# Start of TEXT PROVIDED
Following a visa relaxation for Mainland travellers, Hainan and its siblings - Beijing Capital Airlines (BCA) and Tianjin Airlines - are considering an assault on the UK market and have confirmed five new nonstop routes in 2017. They are to London from Changsha, Chengdu, Shenzhen, Qingdao and Tianjin/Xian. “A pricing penetration strategy will be adopted by Tianjin Airlines to win the UK market,” said general manager, Robert Chen.
BCA has requested rights from its Beijing hub to Mexico City, Helsinki and Zagreb, in addition to Shenyang-Qingdao-Melbourne and Hangzhou-Qingdao-Vancouver, complementing existing A330 services to Copenhagen, Madrid and Male.
Tianjin Airlines installed long-haul services into its network in 2016, with twice-weekly Tianjin-London-Gatwick, twice-weekly Tianjin-Moscow and three times a week Tianjin-Auckland flights, all operated by A330-200s via Chongqing. It plans to add Xian-London in May, Tianjin-Melbourne in September and Tianjin-Paris by year end.
Growth at China Eastern and China Southern has been slower but still impressive with the opening of routes to Australasia, Europe and North America from their hubs and from their future ‘dormant’ second-tier city hubs.
They have prioritized growth to North and Southeast Asia by deeply penetrating routes increasingly popular with China’s growing middle class including Bangkok, Phuket, Jeju, Osaka, Tokyo, Seoul, Kota Kinabalu, Danang and Cebu and broke new ground with with Luang Prabang, Cam Rah and Phu Quoc.
China Eastern has added seven long-haul destinations to its route map since 2015: Auckland, Toronto, Amsterdam, Brisbane, Madrid, Prague and Chicago and increased services to New York, San Francisco, Los Angeles and Vancouver after it strengthened its partnership with Delta Air Lines last year.
Earlier this year, it expanded its links to Australia with the signing of a significant “commercial agreement”, its tie up with Qantas Airways.

The Shanghai airline, Asia’s second largest carrier, transported 115 million passengers in 2016 and started A330 routes from Kunming, Hangzhou, Nanjing and Wuhan to Sydney. It also has up to double daily flights from Shanghai to Sydney and Melbourne, services which have been up gauged to the B777-300ER, aircraft that offer passengers first and business class on both routes.
# End of TEXT PROVIDED
# Start of DATA ENTRIES
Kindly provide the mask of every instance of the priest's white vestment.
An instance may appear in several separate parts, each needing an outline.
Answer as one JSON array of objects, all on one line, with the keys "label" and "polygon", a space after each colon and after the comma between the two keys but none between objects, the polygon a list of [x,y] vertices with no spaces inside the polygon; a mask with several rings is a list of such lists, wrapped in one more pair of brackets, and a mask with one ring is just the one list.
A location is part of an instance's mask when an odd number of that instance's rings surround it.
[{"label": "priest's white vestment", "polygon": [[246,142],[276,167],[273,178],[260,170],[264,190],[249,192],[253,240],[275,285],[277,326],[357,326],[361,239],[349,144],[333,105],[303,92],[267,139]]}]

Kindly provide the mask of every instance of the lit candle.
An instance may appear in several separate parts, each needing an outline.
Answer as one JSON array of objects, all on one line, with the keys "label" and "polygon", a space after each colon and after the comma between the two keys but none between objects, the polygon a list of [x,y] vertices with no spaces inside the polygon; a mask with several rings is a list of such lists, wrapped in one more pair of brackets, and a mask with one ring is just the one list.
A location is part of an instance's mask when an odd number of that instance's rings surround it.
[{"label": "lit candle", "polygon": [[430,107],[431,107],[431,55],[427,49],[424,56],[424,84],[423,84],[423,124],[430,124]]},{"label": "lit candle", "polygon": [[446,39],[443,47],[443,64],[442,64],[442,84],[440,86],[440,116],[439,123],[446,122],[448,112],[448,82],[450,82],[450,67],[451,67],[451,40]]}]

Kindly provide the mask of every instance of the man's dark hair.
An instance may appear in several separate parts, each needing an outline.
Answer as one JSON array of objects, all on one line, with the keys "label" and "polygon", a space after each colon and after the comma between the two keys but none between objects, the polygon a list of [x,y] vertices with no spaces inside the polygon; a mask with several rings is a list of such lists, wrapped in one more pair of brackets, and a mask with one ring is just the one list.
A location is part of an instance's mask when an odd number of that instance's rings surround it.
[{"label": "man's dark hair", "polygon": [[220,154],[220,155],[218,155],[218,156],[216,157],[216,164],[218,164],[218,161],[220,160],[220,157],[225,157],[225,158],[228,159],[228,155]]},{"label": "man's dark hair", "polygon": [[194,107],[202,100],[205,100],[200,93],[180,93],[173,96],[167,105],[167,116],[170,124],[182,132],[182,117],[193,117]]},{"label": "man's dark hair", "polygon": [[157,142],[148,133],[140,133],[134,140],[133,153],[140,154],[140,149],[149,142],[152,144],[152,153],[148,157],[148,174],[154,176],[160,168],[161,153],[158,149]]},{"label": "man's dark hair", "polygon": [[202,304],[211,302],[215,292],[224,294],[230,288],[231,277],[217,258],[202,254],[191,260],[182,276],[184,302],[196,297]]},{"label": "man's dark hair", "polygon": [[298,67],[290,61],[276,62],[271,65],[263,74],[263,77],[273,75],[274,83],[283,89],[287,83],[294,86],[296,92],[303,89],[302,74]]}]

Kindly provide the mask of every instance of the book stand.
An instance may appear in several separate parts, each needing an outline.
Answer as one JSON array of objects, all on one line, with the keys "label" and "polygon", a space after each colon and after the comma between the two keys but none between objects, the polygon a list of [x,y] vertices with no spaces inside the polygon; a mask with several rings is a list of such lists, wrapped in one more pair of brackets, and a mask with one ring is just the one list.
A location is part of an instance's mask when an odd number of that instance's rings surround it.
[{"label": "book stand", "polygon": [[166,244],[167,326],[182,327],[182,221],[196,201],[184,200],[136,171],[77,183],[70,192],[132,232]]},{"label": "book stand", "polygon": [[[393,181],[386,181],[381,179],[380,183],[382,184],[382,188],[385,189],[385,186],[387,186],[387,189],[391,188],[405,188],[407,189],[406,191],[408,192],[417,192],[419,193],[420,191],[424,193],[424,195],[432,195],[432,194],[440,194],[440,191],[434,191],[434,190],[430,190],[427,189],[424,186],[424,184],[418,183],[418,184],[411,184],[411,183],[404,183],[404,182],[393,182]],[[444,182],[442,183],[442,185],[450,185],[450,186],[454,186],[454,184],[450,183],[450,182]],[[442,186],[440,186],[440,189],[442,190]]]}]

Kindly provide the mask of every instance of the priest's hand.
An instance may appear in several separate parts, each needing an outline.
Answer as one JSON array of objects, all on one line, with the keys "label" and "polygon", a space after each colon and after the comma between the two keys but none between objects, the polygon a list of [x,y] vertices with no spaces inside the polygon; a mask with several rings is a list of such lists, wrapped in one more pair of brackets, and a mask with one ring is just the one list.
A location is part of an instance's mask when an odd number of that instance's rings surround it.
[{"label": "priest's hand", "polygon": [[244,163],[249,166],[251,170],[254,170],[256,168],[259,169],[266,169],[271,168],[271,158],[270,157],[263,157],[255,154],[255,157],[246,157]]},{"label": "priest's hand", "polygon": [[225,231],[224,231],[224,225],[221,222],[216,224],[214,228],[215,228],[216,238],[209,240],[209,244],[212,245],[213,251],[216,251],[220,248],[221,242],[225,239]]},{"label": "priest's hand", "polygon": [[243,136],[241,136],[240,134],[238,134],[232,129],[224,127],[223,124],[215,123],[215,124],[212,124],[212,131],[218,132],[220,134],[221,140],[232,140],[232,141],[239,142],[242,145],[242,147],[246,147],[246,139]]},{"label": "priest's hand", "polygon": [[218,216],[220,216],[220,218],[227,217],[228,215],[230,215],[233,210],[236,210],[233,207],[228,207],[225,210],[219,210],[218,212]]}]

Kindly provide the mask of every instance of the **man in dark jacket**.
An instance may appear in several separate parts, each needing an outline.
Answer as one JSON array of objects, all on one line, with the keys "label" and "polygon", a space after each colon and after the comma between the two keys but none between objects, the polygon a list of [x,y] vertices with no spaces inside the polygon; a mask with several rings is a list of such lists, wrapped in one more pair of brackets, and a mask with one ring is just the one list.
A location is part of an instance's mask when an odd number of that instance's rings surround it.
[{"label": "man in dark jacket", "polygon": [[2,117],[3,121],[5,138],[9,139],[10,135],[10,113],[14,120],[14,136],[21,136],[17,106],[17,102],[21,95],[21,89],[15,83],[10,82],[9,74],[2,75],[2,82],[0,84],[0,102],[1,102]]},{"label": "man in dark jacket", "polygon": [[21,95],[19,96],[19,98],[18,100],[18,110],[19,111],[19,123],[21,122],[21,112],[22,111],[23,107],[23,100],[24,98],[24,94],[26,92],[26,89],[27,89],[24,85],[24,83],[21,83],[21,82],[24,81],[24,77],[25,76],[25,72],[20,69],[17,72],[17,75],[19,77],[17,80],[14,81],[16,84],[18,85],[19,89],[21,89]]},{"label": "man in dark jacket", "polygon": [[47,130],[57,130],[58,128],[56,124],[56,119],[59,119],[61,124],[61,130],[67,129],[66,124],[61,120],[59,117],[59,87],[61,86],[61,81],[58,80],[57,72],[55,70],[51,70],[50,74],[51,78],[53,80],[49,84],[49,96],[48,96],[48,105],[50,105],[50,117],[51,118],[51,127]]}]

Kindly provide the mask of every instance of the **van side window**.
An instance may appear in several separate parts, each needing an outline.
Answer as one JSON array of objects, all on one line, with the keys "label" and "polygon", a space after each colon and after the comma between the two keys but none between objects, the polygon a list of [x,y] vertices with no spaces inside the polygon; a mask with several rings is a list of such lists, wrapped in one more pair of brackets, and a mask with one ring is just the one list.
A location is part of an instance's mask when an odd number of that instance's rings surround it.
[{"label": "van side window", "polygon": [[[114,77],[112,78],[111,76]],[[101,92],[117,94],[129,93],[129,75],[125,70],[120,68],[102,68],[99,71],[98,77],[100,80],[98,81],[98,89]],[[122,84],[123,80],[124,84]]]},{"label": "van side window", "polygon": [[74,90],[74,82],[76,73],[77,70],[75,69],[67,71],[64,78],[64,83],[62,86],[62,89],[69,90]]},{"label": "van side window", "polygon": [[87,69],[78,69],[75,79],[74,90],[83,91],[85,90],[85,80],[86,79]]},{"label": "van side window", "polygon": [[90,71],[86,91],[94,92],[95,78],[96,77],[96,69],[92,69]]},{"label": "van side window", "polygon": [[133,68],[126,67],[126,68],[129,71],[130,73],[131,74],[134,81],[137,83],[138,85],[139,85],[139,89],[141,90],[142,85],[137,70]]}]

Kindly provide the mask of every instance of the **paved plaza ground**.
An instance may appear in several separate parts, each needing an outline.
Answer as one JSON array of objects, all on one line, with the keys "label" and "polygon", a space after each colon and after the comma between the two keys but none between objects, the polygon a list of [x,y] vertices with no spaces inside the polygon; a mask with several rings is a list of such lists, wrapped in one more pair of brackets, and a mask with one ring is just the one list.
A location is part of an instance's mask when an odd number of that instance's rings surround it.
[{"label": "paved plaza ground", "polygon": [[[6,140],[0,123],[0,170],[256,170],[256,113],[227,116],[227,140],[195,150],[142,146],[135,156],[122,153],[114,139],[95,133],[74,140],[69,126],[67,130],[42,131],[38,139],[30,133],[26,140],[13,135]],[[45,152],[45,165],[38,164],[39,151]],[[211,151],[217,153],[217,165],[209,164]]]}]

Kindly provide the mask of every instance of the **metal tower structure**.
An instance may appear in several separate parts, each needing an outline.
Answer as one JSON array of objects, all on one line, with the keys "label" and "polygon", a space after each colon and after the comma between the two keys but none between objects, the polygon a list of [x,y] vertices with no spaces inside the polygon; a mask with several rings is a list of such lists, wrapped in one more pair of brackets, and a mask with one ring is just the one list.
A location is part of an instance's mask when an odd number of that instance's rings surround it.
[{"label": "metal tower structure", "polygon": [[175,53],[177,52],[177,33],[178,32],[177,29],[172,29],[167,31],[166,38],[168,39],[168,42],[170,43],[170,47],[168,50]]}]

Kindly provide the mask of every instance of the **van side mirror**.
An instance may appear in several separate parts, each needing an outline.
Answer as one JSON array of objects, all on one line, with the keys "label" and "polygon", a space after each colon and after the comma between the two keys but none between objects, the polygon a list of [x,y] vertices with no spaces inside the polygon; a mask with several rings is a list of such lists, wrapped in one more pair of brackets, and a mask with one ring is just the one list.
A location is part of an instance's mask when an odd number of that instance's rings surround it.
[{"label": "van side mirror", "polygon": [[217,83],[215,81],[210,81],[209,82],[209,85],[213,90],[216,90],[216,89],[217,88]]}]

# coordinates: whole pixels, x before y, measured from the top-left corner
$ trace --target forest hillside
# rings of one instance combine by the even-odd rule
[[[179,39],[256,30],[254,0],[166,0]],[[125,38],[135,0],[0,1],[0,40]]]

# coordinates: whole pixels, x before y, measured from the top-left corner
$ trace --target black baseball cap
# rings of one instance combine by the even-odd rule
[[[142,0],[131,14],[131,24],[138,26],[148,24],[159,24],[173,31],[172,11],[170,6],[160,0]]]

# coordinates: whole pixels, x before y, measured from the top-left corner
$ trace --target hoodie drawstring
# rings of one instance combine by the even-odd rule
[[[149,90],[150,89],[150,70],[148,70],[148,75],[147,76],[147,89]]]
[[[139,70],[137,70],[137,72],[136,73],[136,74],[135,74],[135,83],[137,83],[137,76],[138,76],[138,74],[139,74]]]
# End of DATA ENTRIES
= DIRECTIONS =
1. According to the text on Chinese airline routes, how many passengers did the Shanghai airline carry in 2016?
2. Rewrite the paragraph of the text on Chinese airline routes that begins "Tianjin Airlines installed long-haul services" as a bulleted list, keeping its main facts.
Rely only on the text on Chinese airline routes.

= SOLUTIONS =
1. 115 million passengers.

2.
- In 2016, Tianjin Airlines added long-haul services, all operated by A330-200s via Chongqing:
  - Tianjin-London-Gatwick, twice weekly
  - Tianjin-Moscow, twice weekly
  - Tianjin-Auckland, three times a week
- Planned additions:
  - Xian-London in May
  - Tianjin-Melbourne in September
  - Tianjin-Paris by year end